## SOURCE PASSAGE
::::
Shaquille O’Neal who is a 19 year career vetran of the NBA. O’Neal is also an accomplished rap star, film actor, and civic developer as he has turned his eye to help Orlando homeowners from mortgage fraud and foreclosure.

Is there anyone I’ve missed? Let us know in the comments.

One item I do find interesting is the dichotomy between the groups in the eras in which they were “Made”.  From the social barons of industry to the more modern celebrity and politician.

In the mean time, welcome to the newly “Made” brothers.

Posted in Masonic Traveler and tagged .

A devoted student of the Western Mystery Traditions, Greg is a firm believer in the Masonic connections to the Hermetic traditions of antiquity, its evolution through the ages and into its present configuration as the antecedent to all contemporary esoteric and occult traditions. He is a self-called searcher for that which was lost, a Hermetic Hermit and a believer in “that which is above is so too below.” Read more about Greg Stewart.


  1. It’s a LANDMARK. Get over it, brothers. It happens way too rarely to be of concern. Besides, they are brothers now, with the same Obligation. Don’t supplant them in their laudable undertaking.

  2. The making of Freemasons at sight (FAS) is not a new concept, but as someone else has pointed out, it has usually been reserved for the rich and the elite of America. The list of FAS provided by Brother Bessel is an impressive one, but I would like to know what those men did as Freemasons.

    I am not aware of many of them identifying themselves as Freemasons publicly or for being known publicly for their involvement in the fraternity after they received their most auspicious honour. How about sharing with us, the names of FAS who became active members of the Craft, and what they did.

    How do any of them compare with famous men like Red Skelton, Harry Truman, John Deifenbaker (Prime Minister of Canada) or Ernest Borgnine all of which chose to become Freemasons the traditional way and who played active roles as Freemasons while in the public limelight?

    I for one would be far more impressed by what they do with this unique honour. I would be most happy to meet both Brother O’neil and Dreyfuss on the level ad would receive them warmly, but I would be overjoyed if they chose to live their lives on the square and take their responsibilities as freemasons seriously.
::::
## DATA
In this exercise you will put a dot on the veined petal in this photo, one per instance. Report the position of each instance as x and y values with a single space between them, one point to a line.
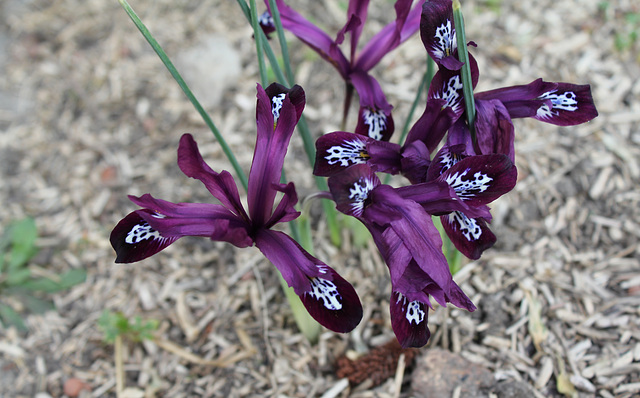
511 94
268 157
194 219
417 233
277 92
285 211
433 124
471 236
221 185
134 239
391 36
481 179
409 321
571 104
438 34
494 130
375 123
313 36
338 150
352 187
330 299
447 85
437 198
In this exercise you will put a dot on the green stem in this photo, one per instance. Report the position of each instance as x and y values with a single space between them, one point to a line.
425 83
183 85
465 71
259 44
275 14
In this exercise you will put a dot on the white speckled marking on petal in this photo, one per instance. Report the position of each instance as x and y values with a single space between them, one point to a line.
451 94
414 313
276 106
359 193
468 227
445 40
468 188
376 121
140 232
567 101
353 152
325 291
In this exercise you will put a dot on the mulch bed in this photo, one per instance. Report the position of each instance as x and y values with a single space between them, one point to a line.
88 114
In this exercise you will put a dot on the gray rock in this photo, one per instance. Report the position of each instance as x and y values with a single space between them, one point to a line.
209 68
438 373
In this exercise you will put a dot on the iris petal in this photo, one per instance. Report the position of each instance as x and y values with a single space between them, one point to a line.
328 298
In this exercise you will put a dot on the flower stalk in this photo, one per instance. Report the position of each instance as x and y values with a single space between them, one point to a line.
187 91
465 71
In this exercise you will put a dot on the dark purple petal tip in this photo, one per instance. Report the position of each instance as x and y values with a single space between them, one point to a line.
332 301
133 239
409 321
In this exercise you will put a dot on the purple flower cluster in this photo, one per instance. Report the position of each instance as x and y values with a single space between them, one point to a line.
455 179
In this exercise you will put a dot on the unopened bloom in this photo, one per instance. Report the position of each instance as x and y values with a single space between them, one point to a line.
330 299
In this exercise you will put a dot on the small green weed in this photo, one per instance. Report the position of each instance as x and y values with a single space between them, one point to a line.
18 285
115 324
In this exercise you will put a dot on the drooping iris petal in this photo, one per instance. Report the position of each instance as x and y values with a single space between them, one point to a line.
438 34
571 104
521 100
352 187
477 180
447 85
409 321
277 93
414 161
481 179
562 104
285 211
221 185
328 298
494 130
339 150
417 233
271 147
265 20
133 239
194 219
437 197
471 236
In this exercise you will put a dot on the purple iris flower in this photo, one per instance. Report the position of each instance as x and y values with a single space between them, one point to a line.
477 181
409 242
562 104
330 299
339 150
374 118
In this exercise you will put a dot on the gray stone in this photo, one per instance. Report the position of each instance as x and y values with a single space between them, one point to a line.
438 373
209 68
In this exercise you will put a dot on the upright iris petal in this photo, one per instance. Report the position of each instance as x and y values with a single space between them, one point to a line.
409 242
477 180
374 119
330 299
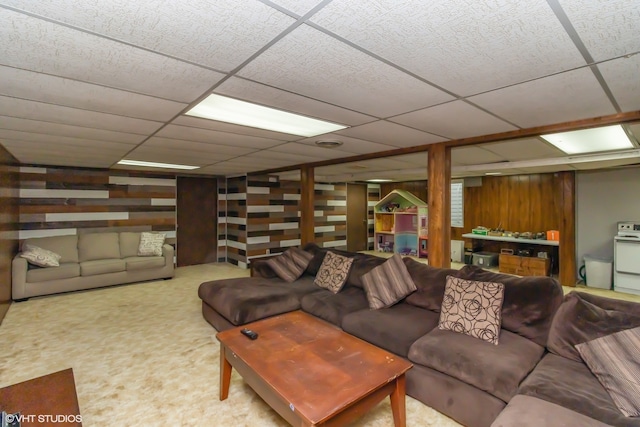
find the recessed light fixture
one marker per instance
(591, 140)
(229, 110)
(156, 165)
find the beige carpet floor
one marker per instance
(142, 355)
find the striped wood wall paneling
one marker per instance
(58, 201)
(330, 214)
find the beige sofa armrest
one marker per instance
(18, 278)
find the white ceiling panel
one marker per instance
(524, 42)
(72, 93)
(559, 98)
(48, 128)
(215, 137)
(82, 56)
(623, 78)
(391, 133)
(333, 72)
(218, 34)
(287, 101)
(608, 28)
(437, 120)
::::
## TASKS FOR THIS EXERCISE
1: In the passage on Freemasons made at sight, how many years of NBA play does the text credit to Shaquille O'Neal?
2: Pick up the passage on Freemasons made at sight and continue it from where it stops.

## ANSWERS FOR EACH ITEM
1: A 19-year career.

2:
  3. Whatever they choose to do is up to them. Sovereign jurisdictions may do as they wish. No one else has to like it.

  4. I think many of the brothers really need to get back to their rituals and studies. The landmarks were written so that the Grand Masters would have some Governing laws in order to Govern their jurisdictions. I don’t think Albert Mackey was reserving the landmark ” make a mason on site” just for the rich. If you read the entire landmark in question, you might have a better understanding of what is to take place by the Grand Master. Read Brothers….leave the catchecism at home!

  5. I believe that author John J. Robinson may have been made a Mason at Sight, but I cannot confirm that right away. If any of our Cincinnati brethren could confirm, I would be grateful.


  7. December 3, 2011. Clifton Truman Daniel, grandson of Harry S. Truman 33rd President of the United States and Past Grand Master of Missouri. Mason at Sight Degree in Joliet, Illinois.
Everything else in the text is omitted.